- **Selected excerpt**:
■ ■ ■ ■ ■
Environmentalists alarmed over Trump's plan to reclassify nuclear waste


THE TRUMP administration is seeking to dispose of radioactive waste more cheaply and easily – reportedly by reclassifying it at a lower threat level at certain locations around the country.

The Energy Department has apparently proposed lowering the status of certain radioactive waste produced at the country’s nuclear weapons labs, stoking alarm among environmentalists, nuclear watchdogs and Democratic lawmakers.

The new rule would apply to nuclear waste at several sites around the country, including the sprawling Hanford Nuclear Reservation in Washington, which was established as part of the Manhattan Project during World War II and developed most of the plutonium for the nation’s nuclear stockpile, as well as Idaho National Laboratory and the Savannah River Plant in South Carolina.

Critics of the proposal warn that reclassifying radioactive waste could end up allowing authorities to simply leave it in the ground or in underground tanks – some of which have leaked – rather than sending it to a repository to be stabilized and buried. Hanford, notably, sits next to the Colorado River and is at risk of earthquakes.

There “is not much point in doing much else if they don’t clean up the high level waste,” Tom Carpenter, of the nuclear watchdog group Hanford Challenge, told the Associated Press, which first reported the Energy Department’s proposal.

The federal government has struggled for decades to find a long-term solution for disposing of nuclear waste. The new proposal would essentially allow the waste to stay in the ground at several locations around the country.
■ ■ ■ ■ ■
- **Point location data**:
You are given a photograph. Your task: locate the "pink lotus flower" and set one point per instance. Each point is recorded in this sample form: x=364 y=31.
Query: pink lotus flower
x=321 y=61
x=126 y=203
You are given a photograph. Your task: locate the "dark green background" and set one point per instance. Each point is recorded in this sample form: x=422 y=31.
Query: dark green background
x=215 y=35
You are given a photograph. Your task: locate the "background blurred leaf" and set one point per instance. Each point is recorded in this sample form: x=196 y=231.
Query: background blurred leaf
■ ■ ■ ■ ■
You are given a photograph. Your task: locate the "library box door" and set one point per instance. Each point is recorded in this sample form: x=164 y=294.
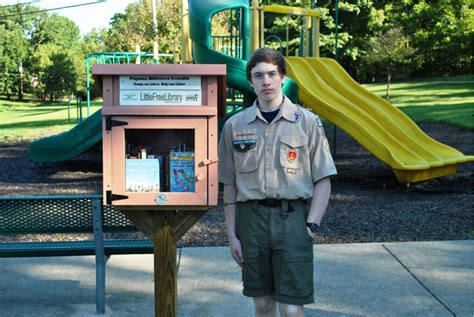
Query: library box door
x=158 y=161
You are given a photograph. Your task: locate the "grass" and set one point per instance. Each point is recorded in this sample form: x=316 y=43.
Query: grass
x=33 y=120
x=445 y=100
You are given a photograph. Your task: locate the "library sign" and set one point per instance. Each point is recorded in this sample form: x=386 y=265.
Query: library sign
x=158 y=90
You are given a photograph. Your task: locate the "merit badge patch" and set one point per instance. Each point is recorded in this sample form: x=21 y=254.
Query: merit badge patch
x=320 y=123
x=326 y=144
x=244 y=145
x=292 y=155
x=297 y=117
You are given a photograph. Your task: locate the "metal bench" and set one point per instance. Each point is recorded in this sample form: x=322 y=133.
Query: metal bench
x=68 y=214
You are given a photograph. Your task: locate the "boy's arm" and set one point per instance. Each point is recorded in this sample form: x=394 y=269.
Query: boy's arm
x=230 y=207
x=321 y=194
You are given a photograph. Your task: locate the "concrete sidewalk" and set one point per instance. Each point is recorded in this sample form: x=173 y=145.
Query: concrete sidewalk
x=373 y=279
■ ■ ■ ■ ■
- **Questions to answer**:
1. Turn the paragraph of the nuclear waste article that begins "The new rule would apply" into a short list that keeps its main facts.
2. Carry the nuclear waste article on from its last sentence.

- **Task-by-task outputs**:
1.
The new rule would cover nuclear waste at several sites, including:
- Hanford Nuclear Reservation in Washington, set up under the Manhattan Project in World War II, which produced most of the plutonium for the nation's nuclear stockpile
- Idaho National Laboratory
- Savannah River Plant in South Carolina

2.
The Energy Department says the move would save as much as $40 billion. Cleanup at the most contaminated site in the U.S., the Hanford Nuclear Reservation in Washington, has been underway since the 1980s and seen its costs balloon to $2 billion each year. Other sites include the Idaho National Laboratory and the Savannah River Plant in South Carolina.

Lawmakers and local watchdogs, however, contend that the proposal simply reduces current standards rather than putting forward a viable – and environmentally sound – long-term solution for radioactive waste. The proposal is the latest move by the Trump administration to loosen environmental protections, from air pollution standards to clean water regulations.

“No one disputes the difficulty of retrieving and treating high-level waste from Hanford’s aging storage tanks,” Sen. Ron Wyden, D-Oregon, wrote in a letter to the Energy Department . “However, lowering the bar for level of protection of future generations and the environment by changing the definition of what has always been considered high-level waste requiring permanent disposal is a significant change.”